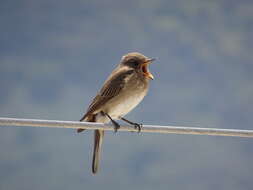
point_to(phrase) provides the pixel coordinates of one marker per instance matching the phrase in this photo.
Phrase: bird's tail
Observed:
(98, 139)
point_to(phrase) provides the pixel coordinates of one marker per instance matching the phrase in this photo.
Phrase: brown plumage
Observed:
(122, 91)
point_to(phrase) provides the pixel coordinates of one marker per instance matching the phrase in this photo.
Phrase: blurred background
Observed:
(55, 55)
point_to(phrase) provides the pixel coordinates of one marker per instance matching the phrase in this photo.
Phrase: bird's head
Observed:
(138, 62)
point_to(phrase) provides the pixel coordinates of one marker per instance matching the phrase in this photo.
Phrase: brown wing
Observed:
(110, 89)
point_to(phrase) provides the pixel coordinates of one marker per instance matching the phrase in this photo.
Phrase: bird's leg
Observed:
(136, 125)
(115, 124)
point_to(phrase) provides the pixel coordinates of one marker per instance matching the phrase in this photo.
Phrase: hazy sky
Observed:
(55, 55)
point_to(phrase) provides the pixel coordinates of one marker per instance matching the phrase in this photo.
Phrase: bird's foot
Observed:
(137, 126)
(116, 126)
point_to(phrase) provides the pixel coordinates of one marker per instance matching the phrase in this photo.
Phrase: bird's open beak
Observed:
(144, 68)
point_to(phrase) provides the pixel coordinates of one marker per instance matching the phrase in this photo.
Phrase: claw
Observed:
(116, 126)
(139, 126)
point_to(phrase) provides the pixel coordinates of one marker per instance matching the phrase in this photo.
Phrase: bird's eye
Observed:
(135, 63)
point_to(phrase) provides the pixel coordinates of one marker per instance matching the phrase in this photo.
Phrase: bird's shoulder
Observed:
(111, 88)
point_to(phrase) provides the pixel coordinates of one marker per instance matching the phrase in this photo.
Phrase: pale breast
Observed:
(128, 99)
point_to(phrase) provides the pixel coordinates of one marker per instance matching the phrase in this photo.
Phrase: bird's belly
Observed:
(122, 105)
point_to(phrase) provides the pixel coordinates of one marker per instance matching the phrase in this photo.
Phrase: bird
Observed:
(123, 90)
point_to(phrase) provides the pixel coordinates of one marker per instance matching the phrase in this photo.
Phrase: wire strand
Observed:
(16, 122)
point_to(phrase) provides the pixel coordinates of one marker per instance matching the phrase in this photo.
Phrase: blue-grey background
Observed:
(55, 55)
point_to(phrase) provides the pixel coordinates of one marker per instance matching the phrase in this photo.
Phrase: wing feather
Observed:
(111, 88)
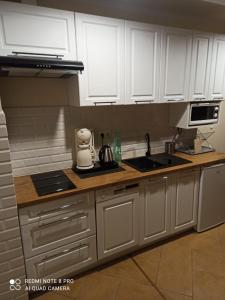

★ ★ ★ ★ ★ ★ ★

◆ DESCRIPTION OF THE TASK
Find the string "background" in the entries above. Copy each line where it occurs.

◆ WORKED SOLUTION
Phrase: blurred background
Phrase: blue-grey background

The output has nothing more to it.